Exercise instructions
Copy out, unchanged, the part of the material below that opens with the line containing "foliage in this photo." and runs through the end of the material.

──────── Task data ────────

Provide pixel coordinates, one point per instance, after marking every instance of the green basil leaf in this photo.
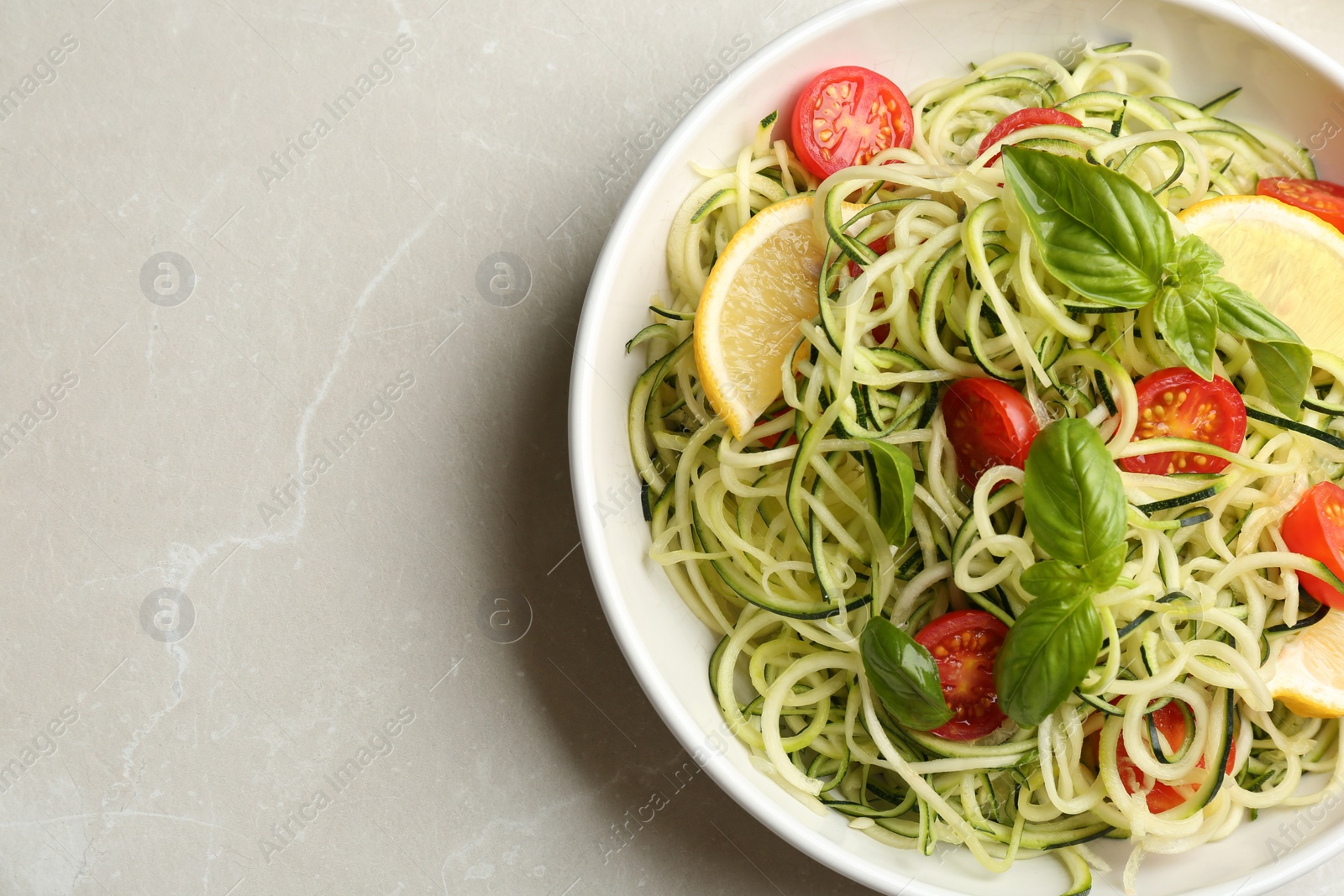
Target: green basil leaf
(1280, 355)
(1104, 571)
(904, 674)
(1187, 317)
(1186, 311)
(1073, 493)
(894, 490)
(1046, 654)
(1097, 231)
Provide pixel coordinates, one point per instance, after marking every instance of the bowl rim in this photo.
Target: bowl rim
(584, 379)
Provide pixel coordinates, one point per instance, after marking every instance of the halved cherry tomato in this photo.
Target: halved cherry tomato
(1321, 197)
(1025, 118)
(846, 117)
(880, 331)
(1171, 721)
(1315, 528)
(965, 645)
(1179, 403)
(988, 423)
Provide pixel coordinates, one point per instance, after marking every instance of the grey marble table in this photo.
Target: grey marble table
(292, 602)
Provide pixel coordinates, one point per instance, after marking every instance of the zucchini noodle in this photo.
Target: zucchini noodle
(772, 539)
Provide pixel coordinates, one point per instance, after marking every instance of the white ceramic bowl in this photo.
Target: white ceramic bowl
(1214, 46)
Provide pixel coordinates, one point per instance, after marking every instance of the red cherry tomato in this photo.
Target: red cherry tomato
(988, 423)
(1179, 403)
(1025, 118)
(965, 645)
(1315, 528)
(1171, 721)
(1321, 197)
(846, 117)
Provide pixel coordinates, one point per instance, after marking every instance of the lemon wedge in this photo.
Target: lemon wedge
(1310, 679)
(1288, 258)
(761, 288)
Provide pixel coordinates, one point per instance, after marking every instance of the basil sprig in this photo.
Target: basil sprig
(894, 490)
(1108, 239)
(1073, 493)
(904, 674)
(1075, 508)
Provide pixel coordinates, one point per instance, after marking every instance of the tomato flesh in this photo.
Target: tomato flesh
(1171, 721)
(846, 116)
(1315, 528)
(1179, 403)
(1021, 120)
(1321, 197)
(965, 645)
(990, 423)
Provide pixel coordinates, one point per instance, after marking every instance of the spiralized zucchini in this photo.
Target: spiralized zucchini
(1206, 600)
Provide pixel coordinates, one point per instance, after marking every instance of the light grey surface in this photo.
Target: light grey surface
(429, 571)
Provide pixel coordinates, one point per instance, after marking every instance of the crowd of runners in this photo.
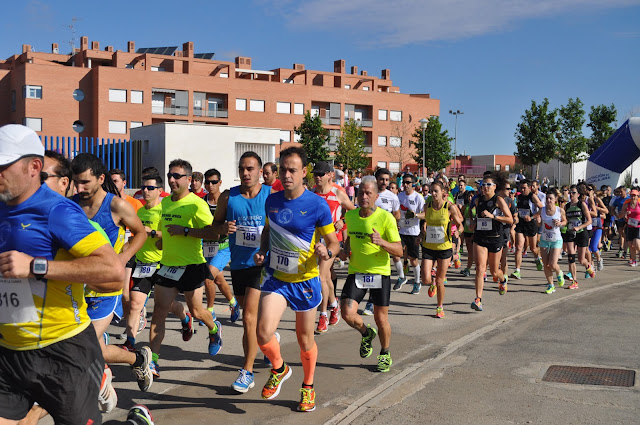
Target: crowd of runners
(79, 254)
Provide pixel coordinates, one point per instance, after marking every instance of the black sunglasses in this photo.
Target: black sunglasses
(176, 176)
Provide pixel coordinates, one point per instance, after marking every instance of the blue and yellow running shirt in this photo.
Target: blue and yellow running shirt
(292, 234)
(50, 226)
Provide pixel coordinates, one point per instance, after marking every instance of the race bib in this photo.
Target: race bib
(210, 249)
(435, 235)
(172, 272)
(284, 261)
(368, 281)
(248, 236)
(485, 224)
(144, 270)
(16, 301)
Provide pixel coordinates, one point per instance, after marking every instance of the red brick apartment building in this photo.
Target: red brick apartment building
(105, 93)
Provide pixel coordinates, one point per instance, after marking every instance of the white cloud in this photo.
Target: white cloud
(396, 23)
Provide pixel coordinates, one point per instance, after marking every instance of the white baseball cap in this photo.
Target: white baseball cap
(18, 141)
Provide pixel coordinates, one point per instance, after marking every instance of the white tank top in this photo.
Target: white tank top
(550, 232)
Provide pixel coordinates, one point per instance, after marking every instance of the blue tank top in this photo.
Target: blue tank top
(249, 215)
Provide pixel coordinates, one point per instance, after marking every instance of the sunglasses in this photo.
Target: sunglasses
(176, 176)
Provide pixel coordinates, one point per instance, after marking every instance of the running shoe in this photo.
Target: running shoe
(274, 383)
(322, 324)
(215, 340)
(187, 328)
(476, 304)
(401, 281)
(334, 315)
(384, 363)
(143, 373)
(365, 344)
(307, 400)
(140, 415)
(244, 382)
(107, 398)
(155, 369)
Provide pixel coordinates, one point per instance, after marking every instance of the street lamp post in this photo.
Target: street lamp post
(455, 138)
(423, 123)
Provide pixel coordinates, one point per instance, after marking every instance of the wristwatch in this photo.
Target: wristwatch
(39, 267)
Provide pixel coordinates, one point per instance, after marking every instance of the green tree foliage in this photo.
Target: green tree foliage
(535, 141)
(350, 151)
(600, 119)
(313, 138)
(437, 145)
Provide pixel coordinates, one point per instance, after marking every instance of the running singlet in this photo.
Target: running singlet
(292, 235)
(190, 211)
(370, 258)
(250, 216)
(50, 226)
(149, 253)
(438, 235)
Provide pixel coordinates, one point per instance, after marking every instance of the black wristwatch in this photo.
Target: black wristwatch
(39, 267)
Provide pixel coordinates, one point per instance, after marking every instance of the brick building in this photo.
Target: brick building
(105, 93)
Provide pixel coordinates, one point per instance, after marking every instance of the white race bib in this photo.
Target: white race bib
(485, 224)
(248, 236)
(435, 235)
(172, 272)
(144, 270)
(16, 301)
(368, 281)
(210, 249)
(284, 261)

────────

The reply
Provide pixel coordinates, one point per instance, after marking every instance of the green tree foliage in this photo.
Target: green tree foliage
(535, 141)
(350, 151)
(600, 119)
(313, 138)
(437, 145)
Provide pixel coordinates, one point per instance, after marking every instance of the running singlet in this photo.
Target: running singlet
(292, 235)
(190, 211)
(370, 258)
(250, 216)
(50, 226)
(149, 253)
(438, 235)
Provide pixel coordinates, one point per instance, after marking every instance of the black wristwatch in this photo.
Target: black wristwatch
(39, 267)
Provide pixel coordinates, one point per instance, after marking every instance of the brick building in this photo.
Target: brick building
(105, 93)
Provide pixel coordinates, one point per instance, after marking every instance of the white race bib in this photo.
Target: white race bib
(485, 224)
(248, 236)
(435, 235)
(172, 272)
(144, 270)
(16, 301)
(368, 281)
(210, 249)
(284, 261)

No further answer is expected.